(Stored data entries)
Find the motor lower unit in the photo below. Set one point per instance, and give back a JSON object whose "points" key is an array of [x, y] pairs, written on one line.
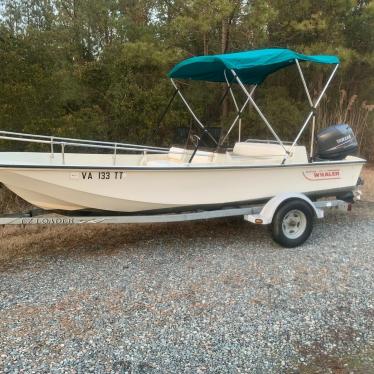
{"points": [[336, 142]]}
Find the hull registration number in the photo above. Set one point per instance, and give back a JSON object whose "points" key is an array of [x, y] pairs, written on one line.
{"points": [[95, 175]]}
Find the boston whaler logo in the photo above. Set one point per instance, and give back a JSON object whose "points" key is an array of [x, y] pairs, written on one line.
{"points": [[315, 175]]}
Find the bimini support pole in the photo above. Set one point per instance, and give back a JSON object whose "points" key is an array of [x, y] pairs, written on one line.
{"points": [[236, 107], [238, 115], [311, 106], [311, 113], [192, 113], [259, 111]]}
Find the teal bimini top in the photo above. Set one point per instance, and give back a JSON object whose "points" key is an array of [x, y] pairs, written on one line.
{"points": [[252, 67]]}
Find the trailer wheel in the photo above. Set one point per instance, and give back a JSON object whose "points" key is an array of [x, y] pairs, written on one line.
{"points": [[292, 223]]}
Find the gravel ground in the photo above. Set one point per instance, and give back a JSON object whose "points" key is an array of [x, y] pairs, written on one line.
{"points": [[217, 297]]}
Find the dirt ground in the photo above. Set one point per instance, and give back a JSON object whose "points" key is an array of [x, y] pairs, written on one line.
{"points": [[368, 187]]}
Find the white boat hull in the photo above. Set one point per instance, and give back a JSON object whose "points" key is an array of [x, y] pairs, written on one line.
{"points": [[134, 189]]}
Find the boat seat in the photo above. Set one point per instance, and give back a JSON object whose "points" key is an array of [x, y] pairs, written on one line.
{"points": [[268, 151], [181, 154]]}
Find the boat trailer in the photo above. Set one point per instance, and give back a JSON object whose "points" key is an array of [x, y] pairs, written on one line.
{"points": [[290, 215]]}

## TASK TO CARRY OUT
What you return must match the records exactly, apart from the images, which are omitted.

## REPLY
Find the motor lower unit in the photo below. Set one point per instance, and give back a JSON object whose "points" key is an array of [x, y] pairs, written on one line.
{"points": [[336, 142]]}
Find the hull registration number in the photo above. Set one point per instance, and give back a JSON object whose "points" key is an array of [x, y] pairs, written on one line.
{"points": [[95, 175]]}
Find the boston whaler logo in the photo above. Set one point per instance, and give back a JSON object whose "points" key is an array of [x, y] pairs, written on one line.
{"points": [[315, 175]]}
Find the bimini support pole in the photo above. Set one point per instance, and give back a JSON object whose "points" key is an array of [x, y] pairs, written on one line.
{"points": [[236, 107], [238, 115], [311, 106], [311, 113], [192, 113], [259, 111]]}
Find the teal bimini top in the photo above. Set one point per instance, and give back a JSON object whose "points" key is an array of [x, y] pairs, written on one line.
{"points": [[252, 67]]}
Find the trailer wheel in the photo above. Set one point per instance, and give back a JSON object whose "points" key is an array of [x, y] pairs, written on one line.
{"points": [[292, 223]]}
Find the gravel ground in the photo above. Set one point per instance, and give back a JSON object whose "points" key is an array of [x, y] pairs, written on one line.
{"points": [[217, 297]]}
Find the dirt ground in the photo above. Set one point per instance, and give back a JSON object whose "points" key is an array of [x, y] pairs, written on one line.
{"points": [[368, 187]]}
Find the white boat hull in the photo above. Set one point per instance, and give back a JSON object whose "points" key is an array of [x, y] pairs, written on one line.
{"points": [[134, 189]]}
Find the boat seat in the photo above. Set one point per instance, and give back a JSON object whose "points" key is an array of [x, y] pairs, written on one line.
{"points": [[268, 151], [181, 154]]}
Find the boat trailer in the photo above. Set one point per instance, and give back a JSON object whose "points" key is an array of [x, y] pairs, written on one line.
{"points": [[290, 215]]}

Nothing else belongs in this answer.